What is needed is the run of lines from the one with "Could you spot the black athletic" through the close of the data, set down exactly.

[Entries from a dataset]
━━━━━━━━━━━━━━━━━━━━
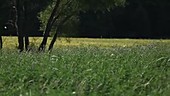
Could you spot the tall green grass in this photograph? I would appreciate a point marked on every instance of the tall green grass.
(142, 70)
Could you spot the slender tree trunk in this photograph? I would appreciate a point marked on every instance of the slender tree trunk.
(0, 42)
(26, 43)
(21, 43)
(49, 26)
(53, 40)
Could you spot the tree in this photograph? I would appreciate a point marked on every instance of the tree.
(66, 9)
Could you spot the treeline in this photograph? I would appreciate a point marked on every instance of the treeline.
(137, 19)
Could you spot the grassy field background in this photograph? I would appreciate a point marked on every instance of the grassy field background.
(81, 67)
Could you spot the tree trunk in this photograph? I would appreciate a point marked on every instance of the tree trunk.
(21, 43)
(53, 40)
(0, 42)
(49, 26)
(26, 43)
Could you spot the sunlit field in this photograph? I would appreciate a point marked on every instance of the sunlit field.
(86, 67)
(11, 42)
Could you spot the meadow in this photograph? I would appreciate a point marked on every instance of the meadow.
(87, 67)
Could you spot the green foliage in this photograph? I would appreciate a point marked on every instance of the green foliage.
(83, 70)
(73, 7)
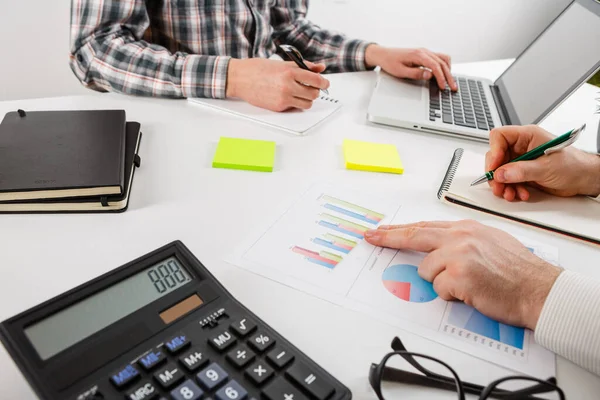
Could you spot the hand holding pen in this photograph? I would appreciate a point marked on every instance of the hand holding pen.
(293, 54)
(274, 85)
(529, 155)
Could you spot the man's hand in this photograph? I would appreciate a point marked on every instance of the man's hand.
(274, 85)
(568, 172)
(418, 64)
(482, 266)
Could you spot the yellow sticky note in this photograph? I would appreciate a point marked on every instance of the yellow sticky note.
(374, 157)
(246, 154)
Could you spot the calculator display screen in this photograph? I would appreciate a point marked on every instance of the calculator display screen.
(86, 317)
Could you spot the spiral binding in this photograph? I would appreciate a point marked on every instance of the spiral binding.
(447, 182)
(329, 99)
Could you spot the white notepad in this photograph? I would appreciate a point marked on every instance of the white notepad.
(294, 121)
(577, 217)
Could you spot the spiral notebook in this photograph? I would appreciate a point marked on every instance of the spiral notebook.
(295, 121)
(576, 217)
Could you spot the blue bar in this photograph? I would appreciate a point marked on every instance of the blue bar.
(322, 263)
(350, 213)
(338, 229)
(330, 245)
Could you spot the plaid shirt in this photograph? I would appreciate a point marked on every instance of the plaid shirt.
(182, 48)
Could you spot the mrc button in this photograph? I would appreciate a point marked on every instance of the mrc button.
(152, 359)
(145, 390)
(124, 375)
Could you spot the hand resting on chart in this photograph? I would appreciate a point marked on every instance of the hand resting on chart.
(493, 272)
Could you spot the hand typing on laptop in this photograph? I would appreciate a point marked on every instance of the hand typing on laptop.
(418, 64)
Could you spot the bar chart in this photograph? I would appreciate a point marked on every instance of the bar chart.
(343, 225)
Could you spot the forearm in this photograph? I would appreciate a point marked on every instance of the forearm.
(120, 64)
(594, 177)
(569, 324)
(108, 54)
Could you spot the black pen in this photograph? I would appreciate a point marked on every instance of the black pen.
(294, 55)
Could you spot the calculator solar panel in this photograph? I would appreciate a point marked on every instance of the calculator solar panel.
(161, 327)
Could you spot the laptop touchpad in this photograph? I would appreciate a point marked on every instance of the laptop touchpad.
(404, 88)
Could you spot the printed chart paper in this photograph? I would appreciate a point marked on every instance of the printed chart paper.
(318, 246)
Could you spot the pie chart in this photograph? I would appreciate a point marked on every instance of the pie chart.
(404, 282)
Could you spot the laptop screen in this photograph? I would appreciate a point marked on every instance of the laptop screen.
(565, 55)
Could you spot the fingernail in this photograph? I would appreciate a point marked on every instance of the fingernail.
(371, 233)
(499, 176)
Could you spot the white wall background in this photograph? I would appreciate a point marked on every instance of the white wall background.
(34, 34)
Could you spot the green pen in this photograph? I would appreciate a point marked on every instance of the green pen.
(552, 146)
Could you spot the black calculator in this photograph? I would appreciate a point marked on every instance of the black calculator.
(160, 327)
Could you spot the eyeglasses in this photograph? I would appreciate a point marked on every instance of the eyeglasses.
(385, 378)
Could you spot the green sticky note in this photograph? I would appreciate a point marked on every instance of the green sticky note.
(375, 157)
(246, 154)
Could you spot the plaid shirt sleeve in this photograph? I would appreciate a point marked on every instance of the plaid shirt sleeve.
(108, 54)
(337, 52)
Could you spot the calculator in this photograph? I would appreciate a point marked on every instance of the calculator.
(160, 327)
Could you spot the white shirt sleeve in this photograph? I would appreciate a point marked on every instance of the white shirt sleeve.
(569, 323)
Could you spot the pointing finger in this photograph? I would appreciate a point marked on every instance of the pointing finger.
(432, 265)
(408, 238)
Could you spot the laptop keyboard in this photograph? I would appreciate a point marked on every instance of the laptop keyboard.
(467, 107)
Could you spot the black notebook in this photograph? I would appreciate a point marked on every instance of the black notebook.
(61, 154)
(116, 203)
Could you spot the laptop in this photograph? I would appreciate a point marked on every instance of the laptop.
(563, 57)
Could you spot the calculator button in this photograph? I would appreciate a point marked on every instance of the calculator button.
(125, 375)
(144, 391)
(232, 391)
(279, 357)
(261, 342)
(188, 390)
(280, 389)
(169, 375)
(152, 359)
(91, 394)
(177, 343)
(240, 356)
(212, 376)
(193, 359)
(222, 340)
(310, 380)
(259, 372)
(243, 327)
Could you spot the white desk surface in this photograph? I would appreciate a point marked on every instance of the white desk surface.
(177, 195)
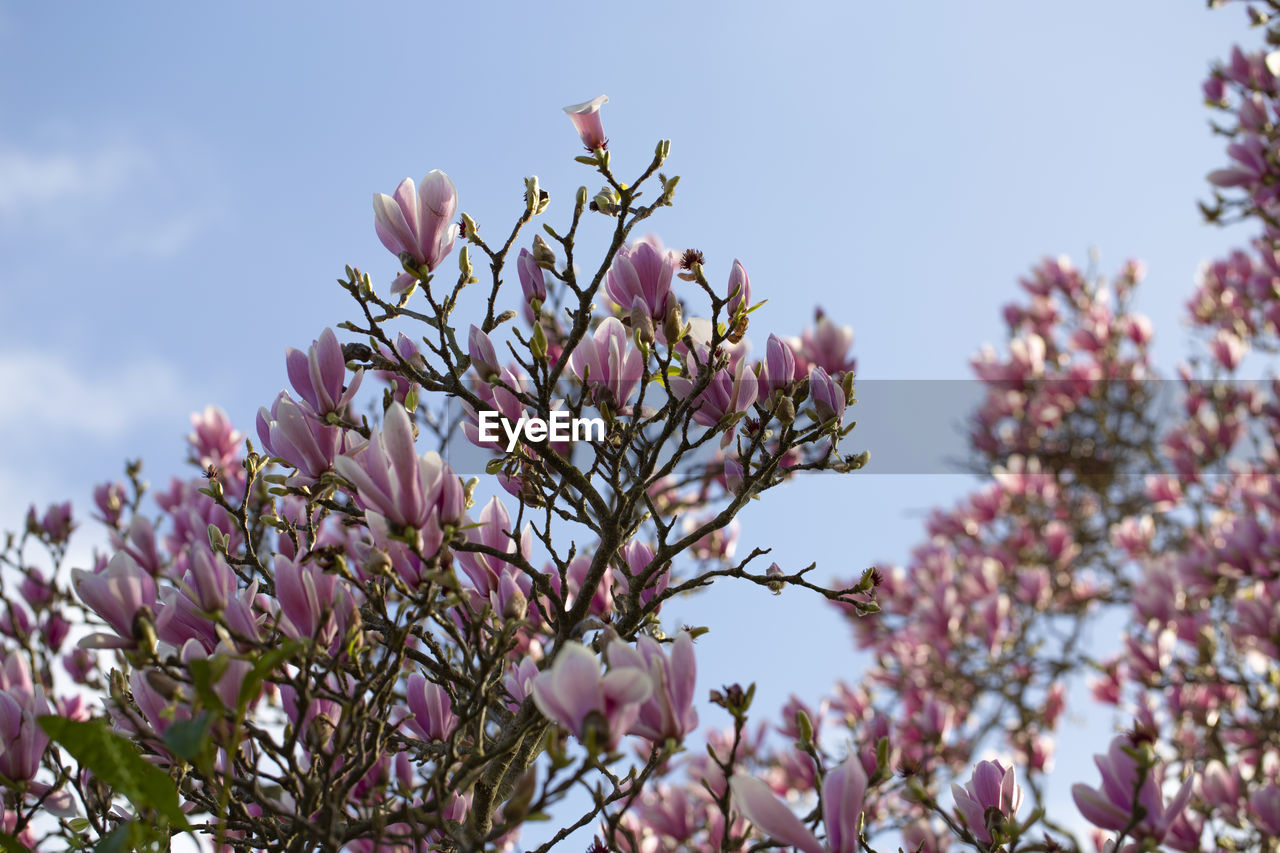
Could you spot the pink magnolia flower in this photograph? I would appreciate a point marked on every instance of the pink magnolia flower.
(640, 278)
(827, 346)
(110, 500)
(828, 397)
(1265, 806)
(668, 712)
(731, 391)
(292, 434)
(21, 703)
(417, 223)
(417, 495)
(533, 279)
(991, 787)
(314, 603)
(213, 439)
(841, 807)
(608, 364)
(484, 357)
(595, 706)
(1111, 804)
(318, 375)
(586, 121)
(117, 594)
(494, 530)
(433, 711)
(778, 370)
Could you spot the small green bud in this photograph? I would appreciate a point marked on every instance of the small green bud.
(543, 254)
(804, 725)
(538, 343)
(786, 410)
(641, 323)
(672, 327)
(846, 384)
(533, 194)
(469, 227)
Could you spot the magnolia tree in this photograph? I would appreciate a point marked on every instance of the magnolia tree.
(423, 609)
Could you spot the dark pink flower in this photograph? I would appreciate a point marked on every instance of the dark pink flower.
(668, 712)
(586, 121)
(991, 787)
(417, 223)
(594, 705)
(319, 375)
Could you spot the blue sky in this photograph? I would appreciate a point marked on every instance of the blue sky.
(181, 185)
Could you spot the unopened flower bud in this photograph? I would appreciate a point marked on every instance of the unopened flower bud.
(775, 571)
(163, 684)
(469, 227)
(533, 194)
(516, 607)
(641, 323)
(543, 254)
(538, 343)
(673, 324)
(804, 728)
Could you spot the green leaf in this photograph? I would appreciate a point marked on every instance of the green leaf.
(114, 760)
(188, 738)
(263, 667)
(9, 844)
(205, 673)
(123, 838)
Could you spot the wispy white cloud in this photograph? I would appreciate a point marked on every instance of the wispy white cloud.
(49, 396)
(103, 199)
(42, 186)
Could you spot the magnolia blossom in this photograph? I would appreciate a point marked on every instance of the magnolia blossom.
(533, 279)
(640, 279)
(828, 397)
(586, 119)
(117, 594)
(778, 369)
(731, 391)
(22, 738)
(1111, 804)
(670, 711)
(494, 530)
(417, 223)
(739, 288)
(594, 705)
(991, 787)
(608, 364)
(417, 495)
(827, 346)
(314, 603)
(293, 436)
(841, 808)
(318, 375)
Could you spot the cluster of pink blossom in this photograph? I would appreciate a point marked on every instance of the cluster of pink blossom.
(348, 639)
(327, 643)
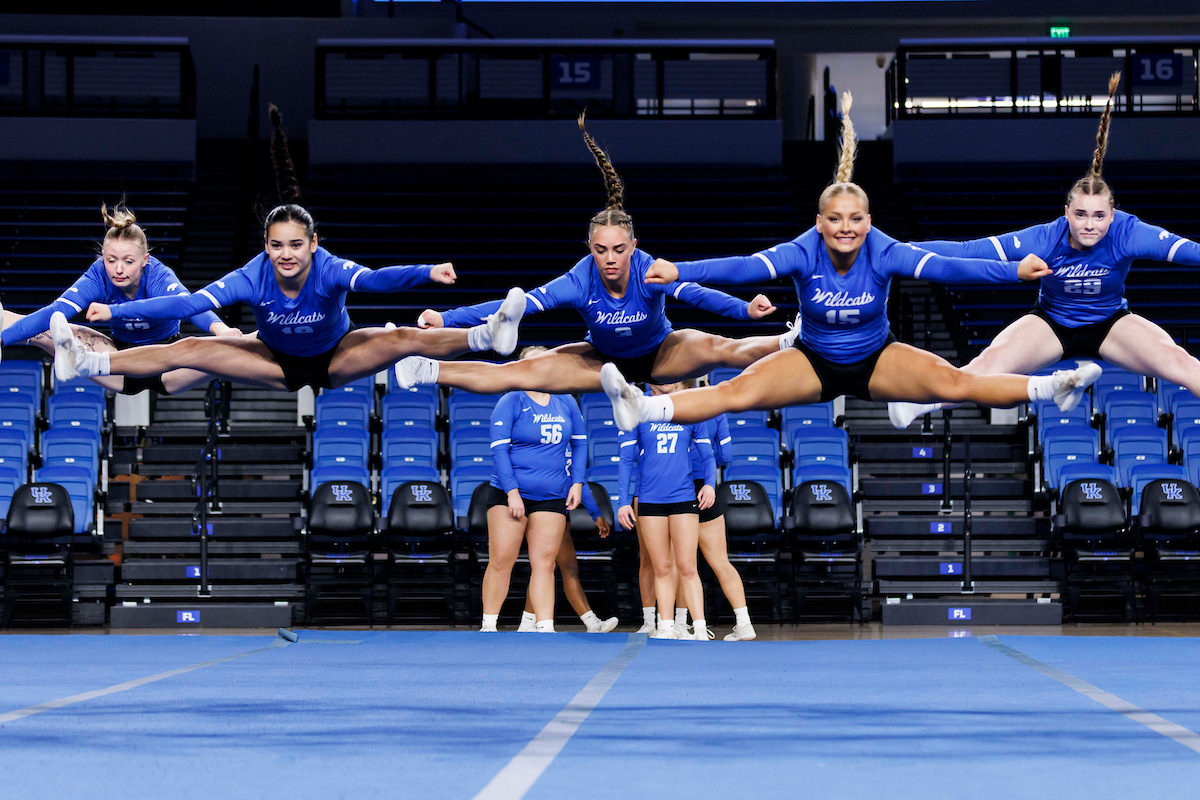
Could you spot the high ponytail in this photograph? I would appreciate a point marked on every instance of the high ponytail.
(847, 151)
(615, 208)
(121, 224)
(1092, 182)
(286, 181)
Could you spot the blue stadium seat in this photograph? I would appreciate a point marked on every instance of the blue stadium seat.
(1068, 445)
(1138, 445)
(1114, 379)
(341, 445)
(1146, 473)
(1125, 408)
(396, 474)
(1080, 471)
(343, 409)
(471, 446)
(463, 482)
(467, 409)
(334, 473)
(65, 446)
(821, 446)
(597, 411)
(82, 409)
(771, 477)
(409, 445)
(804, 417)
(79, 485)
(409, 409)
(603, 446)
(754, 446)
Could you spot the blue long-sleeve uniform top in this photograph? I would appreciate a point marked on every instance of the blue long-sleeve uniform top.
(1087, 286)
(665, 464)
(718, 433)
(157, 281)
(309, 324)
(532, 443)
(846, 316)
(627, 326)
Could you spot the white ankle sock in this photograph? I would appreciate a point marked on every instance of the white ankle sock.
(657, 409)
(1041, 388)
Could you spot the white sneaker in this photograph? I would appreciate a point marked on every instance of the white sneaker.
(741, 633)
(903, 414)
(66, 348)
(499, 330)
(625, 400)
(417, 371)
(1071, 384)
(787, 341)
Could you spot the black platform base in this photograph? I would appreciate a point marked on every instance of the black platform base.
(197, 615)
(971, 611)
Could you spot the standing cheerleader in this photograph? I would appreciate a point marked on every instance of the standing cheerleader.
(297, 290)
(669, 506)
(1081, 311)
(533, 435)
(843, 270)
(124, 274)
(625, 319)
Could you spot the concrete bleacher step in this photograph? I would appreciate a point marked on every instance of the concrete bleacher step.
(221, 570)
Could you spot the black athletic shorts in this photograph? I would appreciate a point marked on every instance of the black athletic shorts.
(636, 370)
(838, 379)
(499, 498)
(306, 370)
(713, 511)
(1084, 341)
(666, 509)
(138, 385)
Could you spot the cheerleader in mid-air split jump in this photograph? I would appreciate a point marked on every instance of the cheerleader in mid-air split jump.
(843, 269)
(1081, 310)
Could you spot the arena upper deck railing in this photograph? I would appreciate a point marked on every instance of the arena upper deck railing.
(1027, 77)
(503, 79)
(96, 76)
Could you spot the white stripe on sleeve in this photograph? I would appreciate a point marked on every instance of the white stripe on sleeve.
(354, 280)
(1175, 248)
(769, 265)
(1000, 248)
(921, 265)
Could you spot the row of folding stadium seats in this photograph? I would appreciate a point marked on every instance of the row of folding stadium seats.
(70, 449)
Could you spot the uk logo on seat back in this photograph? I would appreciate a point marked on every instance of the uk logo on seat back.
(1173, 492)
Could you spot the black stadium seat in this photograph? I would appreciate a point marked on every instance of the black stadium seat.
(37, 537)
(825, 542)
(341, 523)
(1093, 533)
(753, 537)
(1169, 533)
(419, 537)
━━━━━━━━━━━━━━━━━━━━
* Response *
Could you spot the black athletic shorts in this photograph? I would appreciate a point marked on every instance of the black athletic shorts.
(636, 370)
(838, 379)
(499, 498)
(306, 370)
(713, 511)
(1084, 341)
(666, 509)
(138, 385)
Could you spot the cheerleader in mid-air split jump in this photograph? I would appreciate a point marked on every instance of the cheerleader in mid-air split jump.
(843, 269)
(1081, 310)
Could you spot the arena upper deck railing in this photograph? I would appreciate a point marked on every instance of the arena upper deck railing.
(1027, 77)
(503, 79)
(96, 76)
Could you spot the white stripe on sleeve in this photograph? I would appreciate a point marked on every instance of the white stripe on sleeve.
(354, 280)
(1175, 248)
(769, 265)
(1000, 248)
(921, 265)
Could you spot the row of folding stadium seats in this photograph? I would appreciate a point marked on every instance of the row of folding stadium seats.
(70, 449)
Could you spot the uk logo on seat back in this photograph? I would appreciate a point marked on every instance of the uk logo on seat back.
(1173, 492)
Could you spot the black stadium seat in this photograph? I would appreciate a point marked on every instance of the black stadium seat.
(37, 537)
(825, 542)
(341, 523)
(1093, 533)
(753, 537)
(1169, 533)
(419, 537)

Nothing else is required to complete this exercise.